▶ _Problems to work on_
1. In the FINRA letter, until what date will the Associate be barred from any involvement with municipal securities business regarding the SD?
2. Translate this sentence from the FINRA letter into Spanish: "The Firm has robust procedures designed to ensure continuing compliance with MSRB Rule G-37."
3. List the preventive steps that the FINRA letter says will be communicated both to the Associate and to the Firm's Public Finance bankers with a pre-existing relationship with the Municipalities.

▶ _Passage_
______

Members of the Firm’s Public Finance Department have significant relationships with the Municipalities which bear no relationship to the Associate or the Contributions.  These relationships extend prior to the Associate ever working in the municipal securities business, prior to the Candidates’ short candidacies and prior to the Contributions.  Further, the Associate will not be working in the same school district sector and will not be assigned to the Firm’s banking team that covers the Municipalities.

The Firm discovered the Contributions during the Firm’s due diligence review in connection with hiring the Associate.  The Firm has robust procedures designed to ensure continuing compliance with MSRB Rule G-37.

Upon discovery of the facts described above and the hiring of the Associate, the Firm recognized its obligation not to engage in municipal securities business, as defined in MSRB Rule G-37(g)(vii), with the Municipalities until two years after each applicable Contribution Date (the “Ban”) and immediately took preventive steps to ensure that the Firm does not engage in such business with the Municipalities until the Ban ends.

The Firm further represents that, if it is granted an exemption from Rule G-37 pursuant to this request, it will take preventive steps until the end of each respective Ban.  Such steps will be communicated both to the Associate and to the Firm’s Public Finance bankers who have a pre-existing relationship with the Municipalities and include the following:

  • Segregating the Associate from involvement with municipal securities business with the Municipalities;
  • Not allowing the Associate to have any communication with any Firm employee with respect to municipal securities business with the Municipalities; and
  • Requiring the Associate to provide a quarterly attestation of compliance with these restrictions.

FINRA has considered your request for exemptive relief pursuant to the applicable standards.2 A paramount issue in rendering our determination is whether an exemption is consistent with the public interest, the protection of investors, and the purposes of MSRB Rule G-37.  In reaching a determination, FINRA staff considered the following representations you made in light of several key factors surrounding the Contributions:

  • The Associate was not an MFP at the time of the Contributions.
  • At the time of the Contributions, neither the Associate nor the Firm anticipated a future employment relationship.
  • Members of the Firm’s Public Finance Department had significant business relationships with the Municipalities prior to the Contributions.
  • The Contributions were the result of the Associate’s political beliefs and friendship with the SD Candidate and were unrelated to any municipal securities business.
  • The Firm has procedures designed to ensure compliance with MSRB Rule G-37 and the Firm discovered the Contribution during its due diligence review in connection with the hiring of the Associate.
  • Upon discovery of the Contributions, the Firm immediately took preventive steps to ensure that the Firm does not do business with the Municipalities until the end of the respective Bans.

In addition, to ensure that the Associate will not be involved in the municipal securities business described above, the Firm has represented that it will institute the following preventive steps:

  • At least until February 9, 2016, the Associate will not be allowed to have any involvement with municipal securities business regarding the City.
  • At least until June 17, 2016, the Associate will not be allowed to have any involvement with municipal securities business regarding the SD.
  • Within 15 days of the date of this letter, the Firm will inform in writing its MFPs, including the Associate, the municipal syndicate desk, and others directly or indirectly involved with solicitation of municipal securities business (as such term is defined in MSRB Rule G-37) that the Associate has been segregated with respect to municipal securities business with the City until February 9, 2016 and the SD until June 17, 2016. Further, the Firm shall give notice to each such employee instructing them that they may not have any discussions or communications (including, but not limited to, e-mail or voice mail) with the Associate regarding such business. All such employees shall certify in writing that they received, understand, and will comply with the terms of the notice, and will acknowledge that they may be subject to sanctions, including potential dismissal, in the event they fail to comply. The Firm’s legal and/or compliance department will retain a copy of the certifications.

______

▶ _Data excerpts_
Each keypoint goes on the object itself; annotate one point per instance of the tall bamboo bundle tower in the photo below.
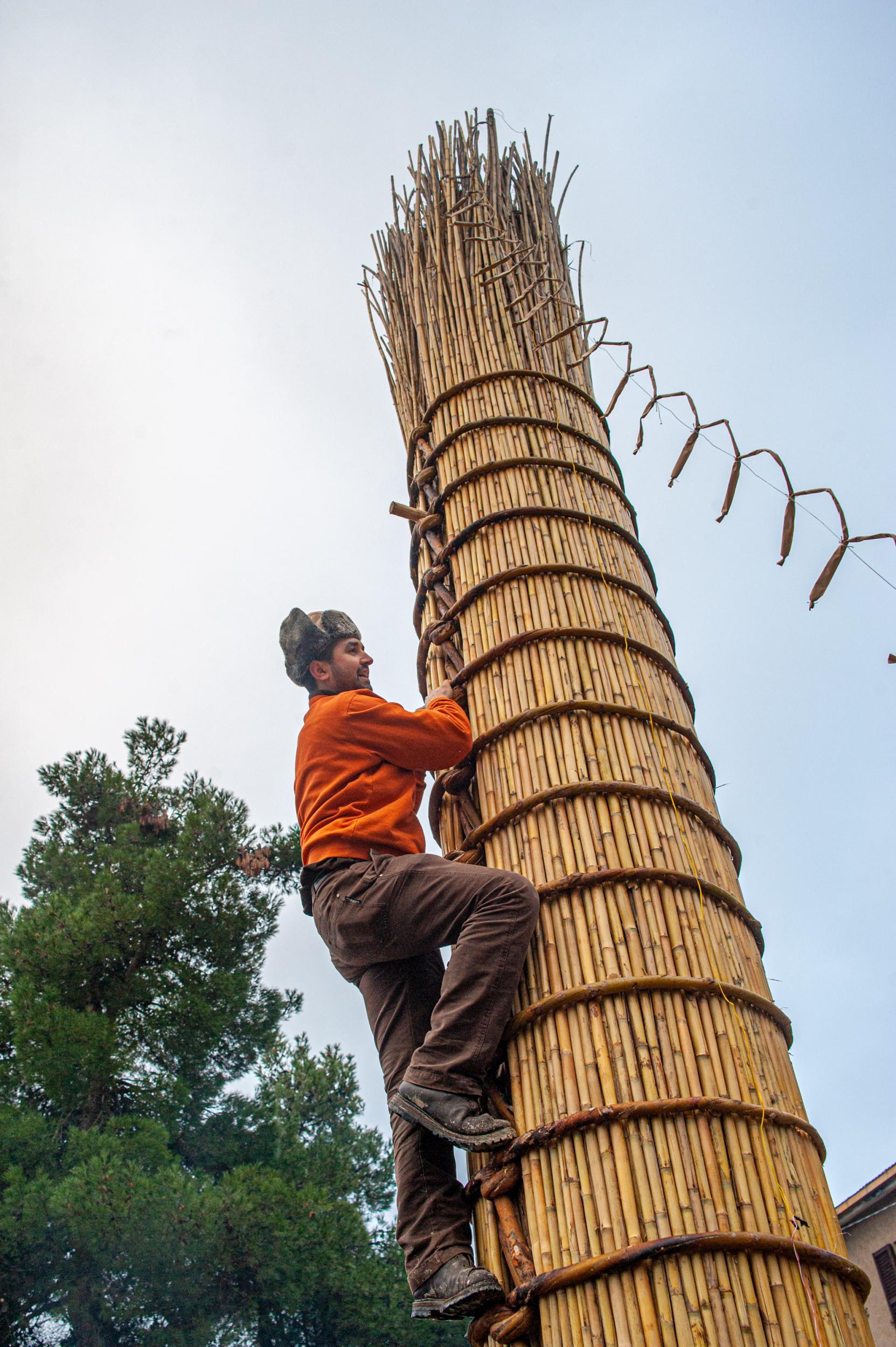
(666, 1186)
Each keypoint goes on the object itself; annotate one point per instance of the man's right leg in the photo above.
(433, 1222)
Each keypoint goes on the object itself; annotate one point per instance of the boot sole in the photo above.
(410, 1112)
(467, 1304)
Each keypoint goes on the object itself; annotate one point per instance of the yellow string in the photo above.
(754, 1073)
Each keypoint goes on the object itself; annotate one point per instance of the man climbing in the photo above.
(384, 908)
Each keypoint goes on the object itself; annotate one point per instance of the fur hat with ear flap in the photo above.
(309, 636)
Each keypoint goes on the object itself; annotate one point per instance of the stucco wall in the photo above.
(863, 1240)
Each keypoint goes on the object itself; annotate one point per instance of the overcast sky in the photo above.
(197, 433)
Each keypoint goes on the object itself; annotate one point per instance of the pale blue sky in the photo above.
(197, 432)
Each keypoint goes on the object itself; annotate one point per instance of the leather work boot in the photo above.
(457, 1119)
(456, 1291)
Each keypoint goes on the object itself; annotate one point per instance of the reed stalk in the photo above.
(472, 278)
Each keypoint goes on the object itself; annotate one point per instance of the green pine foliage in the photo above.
(143, 1199)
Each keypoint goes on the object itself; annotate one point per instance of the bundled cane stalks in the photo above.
(665, 1189)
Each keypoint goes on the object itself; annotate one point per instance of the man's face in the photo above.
(348, 667)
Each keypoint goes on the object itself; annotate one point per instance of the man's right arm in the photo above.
(434, 737)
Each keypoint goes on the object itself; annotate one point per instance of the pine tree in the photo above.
(143, 1200)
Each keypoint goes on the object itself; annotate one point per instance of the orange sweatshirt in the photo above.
(360, 768)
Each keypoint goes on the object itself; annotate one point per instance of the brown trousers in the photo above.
(384, 922)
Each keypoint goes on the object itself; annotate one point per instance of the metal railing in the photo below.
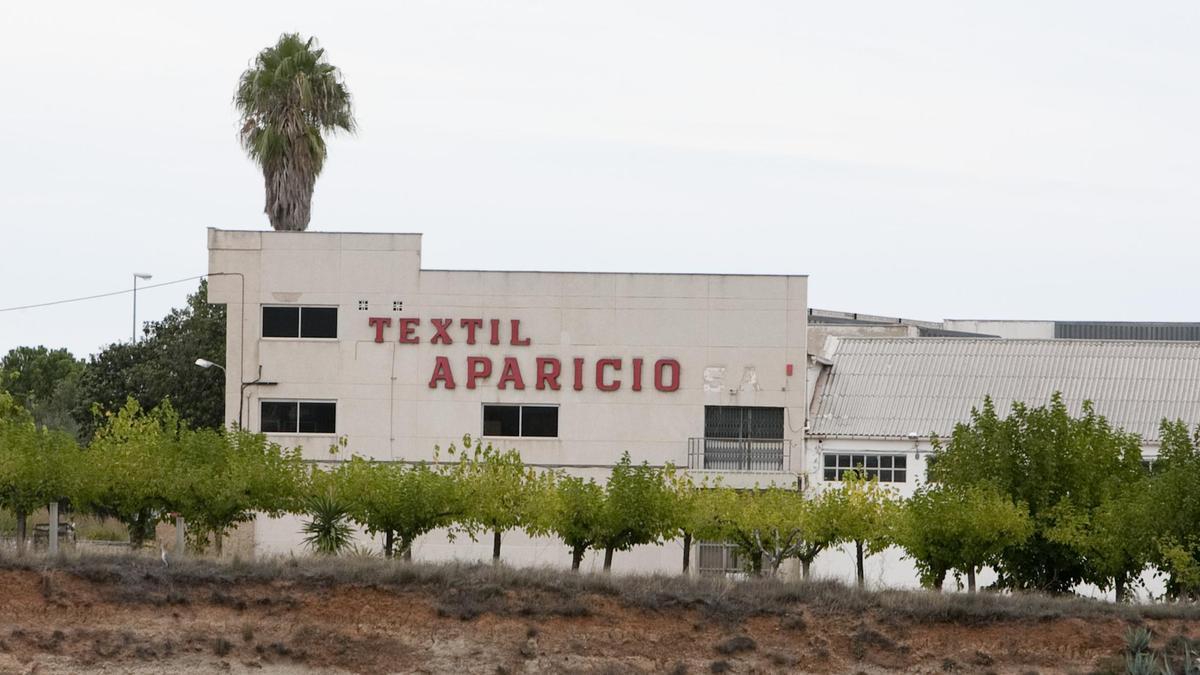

______

▶ _Responses to the tasks_
1. June 17, 2016.

2. La Firma cuenta con procedimientos sólidos diseñados para garantizar el cumplimiento continuo de la Regla G-37 de la MSRB.

3.
- Segregating the Associate from involvement with municipal securities business with the Municipalities
- Not allowing the Associate to have any communication with any Firm employee with respect to municipal securities business with the Municipalities
- Requiring the Associate to provide a quarterly attestation of compliance with these restrictions